• Set exercise
Retype the review of Runner's World below word for word, with no changes.

For August, I choose Runner’s World to review:
On the criteria of providing information for a wide range of runners, Runner’s World surpassed my expectations. Many features were actually “stepped”, picking a subject such as races, and having an article for beginners and another for more advanced racers on the next page. I liked this because not does it help a wider audience, but beginners could read both and see where they could advance to. Or, if one is in the middle, take a little from each article and use what was appropriate for them. One section on finding the best shoes had a grid that included those who ran less than 18 miles a week, as well as all the way up past 32 miles. This is satisfying to a beginner runner , instead of looking at shoes that will be useful when they become “good enough”, shoes are included that they can buy now. On the flip side, more advanced runners could also read the magazine to learn new things, instead of information they already knew. For everybody there seemed to be advice and encouragement.

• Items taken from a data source
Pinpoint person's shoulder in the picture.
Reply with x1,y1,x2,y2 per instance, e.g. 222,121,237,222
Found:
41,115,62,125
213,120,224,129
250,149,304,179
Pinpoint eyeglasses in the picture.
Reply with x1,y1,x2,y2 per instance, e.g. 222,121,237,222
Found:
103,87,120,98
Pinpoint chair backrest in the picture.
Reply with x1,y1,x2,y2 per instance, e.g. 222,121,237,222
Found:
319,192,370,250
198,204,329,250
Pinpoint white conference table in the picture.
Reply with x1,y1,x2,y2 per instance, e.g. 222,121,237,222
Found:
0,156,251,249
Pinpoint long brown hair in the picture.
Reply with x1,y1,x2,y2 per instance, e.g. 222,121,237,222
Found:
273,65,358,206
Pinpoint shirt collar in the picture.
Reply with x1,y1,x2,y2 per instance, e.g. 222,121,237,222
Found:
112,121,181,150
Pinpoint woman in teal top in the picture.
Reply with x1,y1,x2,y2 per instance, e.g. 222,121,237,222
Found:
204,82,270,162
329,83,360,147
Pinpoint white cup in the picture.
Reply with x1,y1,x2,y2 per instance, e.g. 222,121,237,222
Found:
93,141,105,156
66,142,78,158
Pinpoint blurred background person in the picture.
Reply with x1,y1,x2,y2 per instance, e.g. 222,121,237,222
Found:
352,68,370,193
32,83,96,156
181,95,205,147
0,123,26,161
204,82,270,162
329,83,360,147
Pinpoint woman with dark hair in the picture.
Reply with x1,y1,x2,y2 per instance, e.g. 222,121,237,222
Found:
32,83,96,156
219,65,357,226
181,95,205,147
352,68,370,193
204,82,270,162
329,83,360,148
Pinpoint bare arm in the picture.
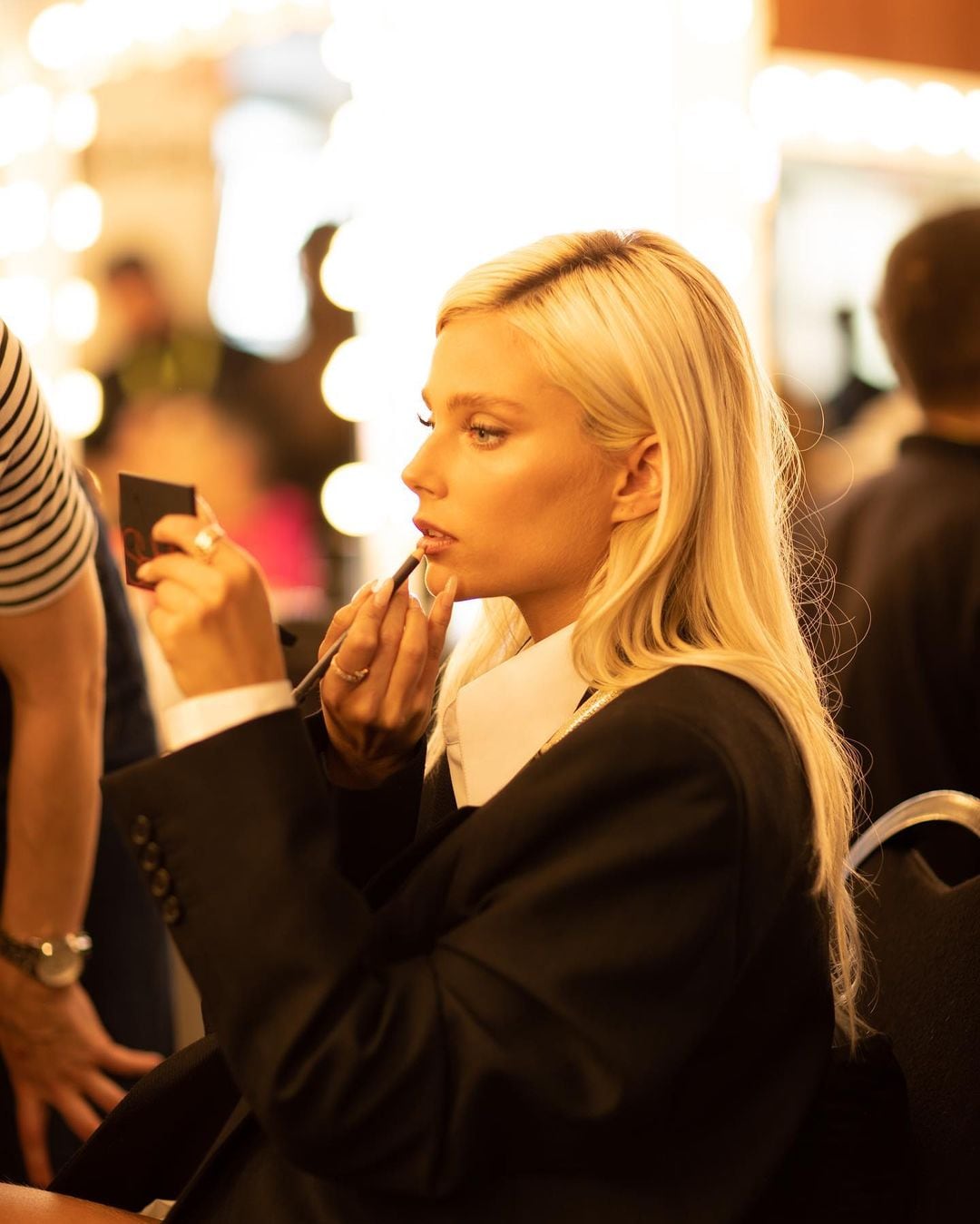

• Reply to the task
For August, I choose Runner’s World to review:
On the criteria of providing information for a wide range of runners, Runner’s World surpassed my expectations. Many features were actually “stepped”, picking a subject such as races, and having an article for beginners and another for more advanced racers on the next page. I liked this because not does it help a wider audience, but beginners could read both and see where they could advance to. Or, if one is in the middle, take a little from each article and use what was appropriate for them. One section on finding the best shoes had a grid that included those who ran less than 18 miles a week, as well as all the way up past 32 miles. This is satisfying to a beginner runner , instead of looking at shoes that will be useful when they become “good enough”, shoes are included that they can buy now. On the flip side, more advanced runners could also read the magazine to learn new things, instead of information they already knew. For everybody there seemed to be advice and encouragement.